SHORT PROBLEM A
Count the lines of the records that contain the string "embankment", treating case as significant, and give only the number.

PASSAGE TO READ
:::::

Technology will become even more pervasive as the Internet of Things will bring more and more technology into our homes, offices, utilities, airplanes, cars, security systems, environmental monitoring and just about anything that is relying on sensor data. Technology has had a significant impact on the plummeting costs of energy. This has changed the way the world does business by reducing the costs of business to business transactions. These reduced transaction costs, driven by changes in government policies and improved communications infrastructure, have led to a wide array of business practices referred to as globalization. Companies that do not embrace technology cannot compete, therefore, the world is craving new technology. Hi-tech companies have an enormous opportunity by diversifying into international markets. However, this will require partnering with smart distributors, value added re-sellers and OEM’s that know their markets and how to introduce new technologies.
The Challenges: Today, all utilities face a varied list of new threats and obstacles that force them to carefully examine their business model and operations core. There are many challenges that Utility companies are facing, economics being the first. For example, most developed countries utilities are growing more slowly. But they have enormous demands to increase loads in many areas while the infrastructure in many regions is aging. New regulations are forcing the capacity expansion with renewable energy and the replacement costs are high. While at the same time there is pressure to keep rate increases to a minimum, limiting investment capital. Many new technologies however, introduce uncertainty. An example is shale gas. While the technology has pushed down gas prices and has transformed North America’s previous dependencies on imported oil, we still do not understand what the impact can be on the environment.

:::::

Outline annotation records
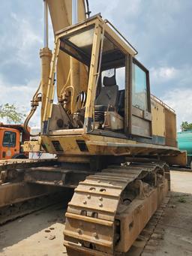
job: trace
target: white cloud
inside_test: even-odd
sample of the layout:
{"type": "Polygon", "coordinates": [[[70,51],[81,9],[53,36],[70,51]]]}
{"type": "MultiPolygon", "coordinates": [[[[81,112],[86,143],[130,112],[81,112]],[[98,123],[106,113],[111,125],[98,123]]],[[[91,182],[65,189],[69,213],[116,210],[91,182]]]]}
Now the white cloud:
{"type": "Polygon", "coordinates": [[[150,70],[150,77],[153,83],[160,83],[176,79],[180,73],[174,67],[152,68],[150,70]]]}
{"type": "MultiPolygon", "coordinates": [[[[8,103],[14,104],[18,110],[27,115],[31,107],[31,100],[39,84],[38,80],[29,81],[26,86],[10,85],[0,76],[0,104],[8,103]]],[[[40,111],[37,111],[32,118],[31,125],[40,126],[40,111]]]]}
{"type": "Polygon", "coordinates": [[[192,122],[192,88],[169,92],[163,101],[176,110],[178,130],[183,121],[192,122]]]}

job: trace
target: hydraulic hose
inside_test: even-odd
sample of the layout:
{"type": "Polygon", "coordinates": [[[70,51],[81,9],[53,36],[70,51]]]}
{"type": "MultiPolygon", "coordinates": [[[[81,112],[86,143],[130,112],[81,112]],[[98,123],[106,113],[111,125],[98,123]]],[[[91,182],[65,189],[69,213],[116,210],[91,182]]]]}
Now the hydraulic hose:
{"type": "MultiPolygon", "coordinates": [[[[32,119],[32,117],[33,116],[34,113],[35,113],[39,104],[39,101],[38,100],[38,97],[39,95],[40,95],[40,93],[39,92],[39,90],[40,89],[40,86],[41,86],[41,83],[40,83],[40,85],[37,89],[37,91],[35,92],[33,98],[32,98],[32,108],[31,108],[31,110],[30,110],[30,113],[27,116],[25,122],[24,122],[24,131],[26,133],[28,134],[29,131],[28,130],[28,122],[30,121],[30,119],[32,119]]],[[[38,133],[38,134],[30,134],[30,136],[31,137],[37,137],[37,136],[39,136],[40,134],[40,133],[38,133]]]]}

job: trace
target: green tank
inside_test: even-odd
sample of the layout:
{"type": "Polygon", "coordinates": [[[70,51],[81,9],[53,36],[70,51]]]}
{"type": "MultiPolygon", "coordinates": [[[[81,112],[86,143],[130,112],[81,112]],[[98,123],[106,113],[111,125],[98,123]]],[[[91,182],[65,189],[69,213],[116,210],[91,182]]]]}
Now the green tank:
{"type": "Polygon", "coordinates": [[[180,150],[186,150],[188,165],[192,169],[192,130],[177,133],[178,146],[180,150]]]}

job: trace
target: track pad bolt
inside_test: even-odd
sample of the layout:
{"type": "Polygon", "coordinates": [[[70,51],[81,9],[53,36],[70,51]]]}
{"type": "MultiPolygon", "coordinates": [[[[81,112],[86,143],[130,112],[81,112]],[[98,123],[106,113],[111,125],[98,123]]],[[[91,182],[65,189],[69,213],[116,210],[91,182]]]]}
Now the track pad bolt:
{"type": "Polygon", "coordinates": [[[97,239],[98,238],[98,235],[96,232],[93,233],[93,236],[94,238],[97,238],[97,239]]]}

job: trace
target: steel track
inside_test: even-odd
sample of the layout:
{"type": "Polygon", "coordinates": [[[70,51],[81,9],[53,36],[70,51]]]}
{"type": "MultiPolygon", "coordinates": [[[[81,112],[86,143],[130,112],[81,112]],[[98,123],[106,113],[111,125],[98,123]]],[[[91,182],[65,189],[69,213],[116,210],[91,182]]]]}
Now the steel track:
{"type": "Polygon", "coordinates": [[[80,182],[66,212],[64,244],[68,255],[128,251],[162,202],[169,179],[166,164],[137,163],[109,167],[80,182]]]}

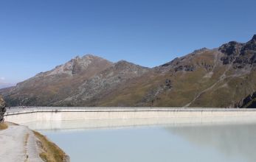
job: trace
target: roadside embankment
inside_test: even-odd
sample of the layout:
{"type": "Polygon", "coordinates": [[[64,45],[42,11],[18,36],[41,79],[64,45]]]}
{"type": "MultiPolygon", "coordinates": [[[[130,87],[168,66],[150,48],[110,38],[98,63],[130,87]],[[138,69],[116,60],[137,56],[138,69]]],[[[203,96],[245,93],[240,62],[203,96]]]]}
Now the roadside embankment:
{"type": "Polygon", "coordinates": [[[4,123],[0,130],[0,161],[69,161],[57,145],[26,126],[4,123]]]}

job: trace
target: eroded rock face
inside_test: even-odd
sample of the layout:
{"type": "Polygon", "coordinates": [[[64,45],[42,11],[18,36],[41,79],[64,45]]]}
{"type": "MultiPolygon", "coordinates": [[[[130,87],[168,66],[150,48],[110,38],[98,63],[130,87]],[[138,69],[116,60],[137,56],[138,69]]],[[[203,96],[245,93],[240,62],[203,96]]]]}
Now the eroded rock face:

:::::

SHORT PROBLEM B
According to the passage on technology and utilities, which kinds of partners will hi-tech companies need when diversifying into international markets? List them all.

CORRECT ANSWER A
2

CORRECT ANSWER B
- smart distributors
- value added re-sellers
- OEM’s